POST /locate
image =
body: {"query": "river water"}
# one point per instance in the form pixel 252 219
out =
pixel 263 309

○ ○ ○

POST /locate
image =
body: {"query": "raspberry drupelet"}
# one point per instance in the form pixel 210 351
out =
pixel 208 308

○ ○ ○

Qué hacer —
Localiza en los registros de arriba todas las líneas que contengan la palabra "form" y cópialas; ten en cuenta que se distinguen mayúsculas y minúsculas.

Respuesta —
# one point per instance in the form pixel 252 219
# one point per instance in the form pixel 210 351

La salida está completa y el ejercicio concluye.